● **Instruction A**: Please copy the records word for word, everything from the line containing "range is in the scene." down to the line containing "287;0;640;303", with both of those lines included.

§

Report on Other Legal and Regulatory Requirements

9. As required by the Companies (Auditor''s Report) Order, 2016 (“the Order”) and issued by the Central Government of India in terms of sub-section 11 of Section 143 of the Act, we give in the Annexure A, a statement on the matters specified in paragraphs 3 and 4 of the said Order, to the extent applicable.

10. As required by Section 143(3) of the Act, we report that:

(a) we have sought and obtained all the information and explanations which to the best of our knowledge and belief were necessary for the purposes of our audit;

(b) in our opinion proper books of account as required by law have been kept by the Company so far as it appears from our examination of those books;

(c) the Balance Sheet, the Statement of Profit and Loss (including Other Comprehensive Income), the Cash Flow Statement and Statement of Changes in Equity dealt with by this report are in agreement with the books of account;

(d) in our opinion, the aforesaid Standalone Ind AS financial statements, comply with the Indian Accounting Standards prescribed under Section 133 of the Act;

(e) on the basis of written representations received from the Directors as on 31st March 2018, and taken on record by the Board of Directors, none of the Directors is disqualified as on 31st March 2018, from being appointed as a Director in terms of Section 164 (2) of the Act;

(f) with respect to the adequacy of the internal financial controls with reference to financial statements in place and the operating effectiveness of such controls, refer to our separate report in Annexure B; and

(g) with respect to the other matters to be included in the Auditor''s Report in accordance with Rule 11 of the Companies (Audit and Auditors) Rules, 2014, in our opinion and to the best of our information and according to explanations given to us:

i. the Company has disclosed the impact of pending litigations on its financial position in its financial statements - Refer Note No.43 to the Standalone Ind AS financial statements.

ii. the Company did not have any long term contracts including derivative contracts for which there were any material foreseeable losses.

iii. there were no amounts required to be transferred to the Investor Education and Protection Fund by the Company during the year.

§

● **Instruction B**: In the auditor's report, which note to the Standalone Ind AS financial statements covers the impact of pending litigations on the Company's financial position?

§

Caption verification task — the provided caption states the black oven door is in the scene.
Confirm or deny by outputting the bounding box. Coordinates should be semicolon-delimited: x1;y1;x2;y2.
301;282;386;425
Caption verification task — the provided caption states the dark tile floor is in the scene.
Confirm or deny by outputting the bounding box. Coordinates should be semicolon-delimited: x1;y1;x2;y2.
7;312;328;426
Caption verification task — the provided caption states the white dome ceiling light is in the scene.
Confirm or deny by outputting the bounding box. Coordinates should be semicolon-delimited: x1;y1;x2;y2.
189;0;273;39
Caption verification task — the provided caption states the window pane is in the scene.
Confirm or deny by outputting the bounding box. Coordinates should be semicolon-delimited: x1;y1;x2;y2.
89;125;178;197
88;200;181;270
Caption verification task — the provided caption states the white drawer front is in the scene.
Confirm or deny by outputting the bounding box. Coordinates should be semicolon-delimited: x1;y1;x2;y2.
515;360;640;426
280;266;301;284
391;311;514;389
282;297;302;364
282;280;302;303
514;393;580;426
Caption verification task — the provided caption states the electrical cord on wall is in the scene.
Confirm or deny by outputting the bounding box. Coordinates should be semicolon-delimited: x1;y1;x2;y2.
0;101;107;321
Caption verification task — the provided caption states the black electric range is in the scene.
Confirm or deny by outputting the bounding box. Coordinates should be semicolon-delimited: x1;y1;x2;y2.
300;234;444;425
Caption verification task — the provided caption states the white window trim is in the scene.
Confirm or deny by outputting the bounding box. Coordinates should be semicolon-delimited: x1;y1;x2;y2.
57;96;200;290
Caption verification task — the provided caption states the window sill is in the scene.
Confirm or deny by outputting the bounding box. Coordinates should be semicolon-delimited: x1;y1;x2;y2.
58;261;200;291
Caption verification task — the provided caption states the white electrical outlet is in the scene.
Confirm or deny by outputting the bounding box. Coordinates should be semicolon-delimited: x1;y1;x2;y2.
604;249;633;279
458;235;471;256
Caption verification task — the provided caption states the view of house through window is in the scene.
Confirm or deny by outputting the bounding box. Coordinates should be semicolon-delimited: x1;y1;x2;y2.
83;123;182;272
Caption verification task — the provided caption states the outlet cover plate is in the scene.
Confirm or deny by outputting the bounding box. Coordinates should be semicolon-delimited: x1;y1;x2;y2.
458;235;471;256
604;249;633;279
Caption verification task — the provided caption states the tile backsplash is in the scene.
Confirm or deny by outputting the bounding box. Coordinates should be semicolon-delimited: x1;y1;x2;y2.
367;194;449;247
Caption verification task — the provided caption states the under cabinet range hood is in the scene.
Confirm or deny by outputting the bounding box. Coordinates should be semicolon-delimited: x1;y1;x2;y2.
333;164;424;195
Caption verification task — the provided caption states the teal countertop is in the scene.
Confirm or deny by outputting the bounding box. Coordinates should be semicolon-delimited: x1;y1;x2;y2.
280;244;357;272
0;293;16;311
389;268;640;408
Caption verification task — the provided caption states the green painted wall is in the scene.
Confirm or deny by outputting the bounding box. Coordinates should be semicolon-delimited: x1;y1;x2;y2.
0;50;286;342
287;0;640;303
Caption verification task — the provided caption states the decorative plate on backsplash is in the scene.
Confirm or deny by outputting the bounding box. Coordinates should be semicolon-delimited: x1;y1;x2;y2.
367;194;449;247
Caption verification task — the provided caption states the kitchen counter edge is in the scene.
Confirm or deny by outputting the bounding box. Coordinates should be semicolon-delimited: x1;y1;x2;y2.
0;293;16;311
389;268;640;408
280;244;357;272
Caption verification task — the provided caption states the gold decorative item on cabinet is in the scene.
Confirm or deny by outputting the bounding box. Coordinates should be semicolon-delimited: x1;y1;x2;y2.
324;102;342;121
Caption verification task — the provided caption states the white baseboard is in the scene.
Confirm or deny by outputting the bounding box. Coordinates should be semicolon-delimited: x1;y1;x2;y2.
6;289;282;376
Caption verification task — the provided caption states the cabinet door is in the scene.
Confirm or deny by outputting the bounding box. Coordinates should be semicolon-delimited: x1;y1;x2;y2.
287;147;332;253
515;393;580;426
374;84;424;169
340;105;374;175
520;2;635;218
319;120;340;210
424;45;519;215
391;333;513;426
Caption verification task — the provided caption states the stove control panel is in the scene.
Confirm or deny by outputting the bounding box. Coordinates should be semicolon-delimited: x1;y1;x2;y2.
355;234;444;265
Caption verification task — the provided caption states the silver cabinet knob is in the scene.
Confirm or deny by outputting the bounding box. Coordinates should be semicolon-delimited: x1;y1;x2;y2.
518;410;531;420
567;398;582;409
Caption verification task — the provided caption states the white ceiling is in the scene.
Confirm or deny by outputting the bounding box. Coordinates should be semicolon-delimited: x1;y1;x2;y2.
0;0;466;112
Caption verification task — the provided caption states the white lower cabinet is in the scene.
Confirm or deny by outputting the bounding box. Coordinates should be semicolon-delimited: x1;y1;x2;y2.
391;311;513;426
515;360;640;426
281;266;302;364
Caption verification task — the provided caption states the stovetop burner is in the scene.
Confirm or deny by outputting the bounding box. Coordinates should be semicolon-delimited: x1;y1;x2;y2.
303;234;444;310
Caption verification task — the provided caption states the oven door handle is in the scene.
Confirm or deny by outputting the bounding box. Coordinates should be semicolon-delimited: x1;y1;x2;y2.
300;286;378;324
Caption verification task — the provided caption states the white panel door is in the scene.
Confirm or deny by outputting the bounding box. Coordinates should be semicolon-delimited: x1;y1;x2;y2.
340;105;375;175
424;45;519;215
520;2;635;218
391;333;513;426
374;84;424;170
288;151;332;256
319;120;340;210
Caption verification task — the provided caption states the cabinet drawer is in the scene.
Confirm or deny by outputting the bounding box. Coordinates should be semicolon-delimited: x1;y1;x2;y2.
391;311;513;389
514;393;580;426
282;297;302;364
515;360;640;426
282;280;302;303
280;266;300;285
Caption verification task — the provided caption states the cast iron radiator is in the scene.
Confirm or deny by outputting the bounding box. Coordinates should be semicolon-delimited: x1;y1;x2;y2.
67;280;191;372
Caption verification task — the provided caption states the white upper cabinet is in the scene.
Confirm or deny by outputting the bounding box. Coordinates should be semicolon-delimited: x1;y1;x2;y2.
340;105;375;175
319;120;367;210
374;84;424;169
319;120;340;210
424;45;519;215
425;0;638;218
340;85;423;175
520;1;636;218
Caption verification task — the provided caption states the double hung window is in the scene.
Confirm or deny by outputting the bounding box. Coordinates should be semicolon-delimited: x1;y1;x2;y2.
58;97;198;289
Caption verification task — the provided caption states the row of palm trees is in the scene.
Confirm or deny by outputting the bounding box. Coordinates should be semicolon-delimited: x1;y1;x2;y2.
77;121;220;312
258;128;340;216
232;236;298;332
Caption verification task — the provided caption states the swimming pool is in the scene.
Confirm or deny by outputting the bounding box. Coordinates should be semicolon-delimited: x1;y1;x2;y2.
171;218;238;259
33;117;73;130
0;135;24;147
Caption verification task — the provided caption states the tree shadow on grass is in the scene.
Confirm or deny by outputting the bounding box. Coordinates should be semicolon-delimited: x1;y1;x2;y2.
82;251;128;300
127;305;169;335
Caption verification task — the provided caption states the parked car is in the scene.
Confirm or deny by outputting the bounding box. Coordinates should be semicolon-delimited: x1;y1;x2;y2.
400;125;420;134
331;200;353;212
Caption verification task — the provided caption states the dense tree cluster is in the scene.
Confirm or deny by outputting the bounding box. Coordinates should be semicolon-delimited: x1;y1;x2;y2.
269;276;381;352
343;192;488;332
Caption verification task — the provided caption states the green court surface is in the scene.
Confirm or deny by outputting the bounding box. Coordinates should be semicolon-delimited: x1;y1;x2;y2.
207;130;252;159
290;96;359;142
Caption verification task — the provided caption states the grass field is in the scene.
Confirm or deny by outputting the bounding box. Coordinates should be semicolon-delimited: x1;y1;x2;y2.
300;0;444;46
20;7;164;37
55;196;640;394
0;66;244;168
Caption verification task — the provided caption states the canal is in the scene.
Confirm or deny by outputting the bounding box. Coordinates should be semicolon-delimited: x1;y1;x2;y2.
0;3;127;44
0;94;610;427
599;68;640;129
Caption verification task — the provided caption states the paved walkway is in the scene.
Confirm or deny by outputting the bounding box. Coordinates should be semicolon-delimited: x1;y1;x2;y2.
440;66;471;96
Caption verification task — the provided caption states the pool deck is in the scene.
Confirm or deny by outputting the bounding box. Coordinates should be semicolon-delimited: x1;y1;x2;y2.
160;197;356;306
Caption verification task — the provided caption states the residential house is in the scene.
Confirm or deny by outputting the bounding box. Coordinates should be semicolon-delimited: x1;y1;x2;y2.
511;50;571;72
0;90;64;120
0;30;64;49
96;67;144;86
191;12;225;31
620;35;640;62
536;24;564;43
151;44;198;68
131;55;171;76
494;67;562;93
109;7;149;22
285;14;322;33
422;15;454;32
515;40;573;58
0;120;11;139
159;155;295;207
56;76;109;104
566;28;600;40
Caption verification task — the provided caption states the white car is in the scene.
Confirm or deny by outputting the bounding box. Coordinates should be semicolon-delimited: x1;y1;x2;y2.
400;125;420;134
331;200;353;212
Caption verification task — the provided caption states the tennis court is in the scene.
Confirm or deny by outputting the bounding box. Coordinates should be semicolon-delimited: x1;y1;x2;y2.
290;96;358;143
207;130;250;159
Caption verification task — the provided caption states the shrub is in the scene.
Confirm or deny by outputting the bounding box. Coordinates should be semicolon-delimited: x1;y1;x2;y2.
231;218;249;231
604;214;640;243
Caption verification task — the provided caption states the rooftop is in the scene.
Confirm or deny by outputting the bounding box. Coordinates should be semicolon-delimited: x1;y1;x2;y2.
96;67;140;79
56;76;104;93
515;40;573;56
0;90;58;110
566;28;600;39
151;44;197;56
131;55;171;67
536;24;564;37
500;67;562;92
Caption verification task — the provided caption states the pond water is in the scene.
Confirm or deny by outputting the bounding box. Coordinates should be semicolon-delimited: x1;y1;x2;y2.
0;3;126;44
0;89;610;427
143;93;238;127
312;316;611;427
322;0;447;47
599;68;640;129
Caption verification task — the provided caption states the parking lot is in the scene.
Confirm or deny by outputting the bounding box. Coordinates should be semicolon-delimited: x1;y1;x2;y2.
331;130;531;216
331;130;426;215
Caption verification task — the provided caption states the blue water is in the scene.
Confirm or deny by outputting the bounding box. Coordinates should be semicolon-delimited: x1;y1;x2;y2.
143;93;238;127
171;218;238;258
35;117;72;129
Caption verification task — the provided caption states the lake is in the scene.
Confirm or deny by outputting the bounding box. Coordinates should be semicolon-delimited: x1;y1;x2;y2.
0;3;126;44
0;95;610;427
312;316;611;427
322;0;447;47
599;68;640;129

§

● **Task solution A**:
Caption verification task — the provided caption states the black electric range is in the scene.
Confirm or deny by outputting the bounding box. Coordinates should be semicolon-delimited: x1;y1;x2;y2.
300;234;444;425
Caption verification task — the provided caption states the white window trim is in the scene.
Confirm or deny by outputting the bounding box. Coordinates should be semicolon-delimited: x1;y1;x2;y2.
57;96;200;290
Caption verification task — the provided caption states the window sill is in the scene.
Confirm or deny by outputting the bounding box. Coordinates should be semicolon-delimited: x1;y1;x2;y2.
58;261;200;291
Caption verification task — the provided caption states the white electrical outlet is in the scene.
Confirm or deny by outputting the bounding box. Coordinates should be semicolon-delimited: x1;y1;x2;y2.
604;249;633;279
458;235;471;256
Caption verification task — the provided caption states the view of house through window is in the scene.
Confirm or deny by outputting the bounding box. Coordinates should be semicolon-delimited: x1;y1;x2;y2.
83;123;182;272
Caption verification task — the provided caption states the outlet cover plate is in the scene.
Confirm or deny by outputting the bounding box. Coordinates should be semicolon-delimited: x1;y1;x2;y2.
458;235;471;256
604;249;633;279
Caption verification task — the provided caption states the tile backsplash is in the scene.
Confirm or deny by outputting the bounding box. Coordinates should be semicolon-delimited: x1;y1;x2;y2.
367;194;449;247
Caption verification task — the provided caption states the under cabinet range hood is in the scene.
Confirm or deny by outputting the bounding box. Coordinates should be semicolon-delimited: x1;y1;x2;y2.
333;164;424;195
Caption verification task — the provided caption states the teal countertop is in the scene.
Confirm or deny by outputting the bounding box. Coordinates should be semicolon-delimited: x1;y1;x2;y2.
280;244;357;272
0;293;16;311
389;268;640;408
Caption verification task — the provided caption states the green painted wall is in the scene.
Confirm or deny by outputting the bounding box. Coordinates should be semicolon-delimited: x1;y1;x2;y2.
0;50;286;342
287;0;640;303

● **Task solution B**: Note No.43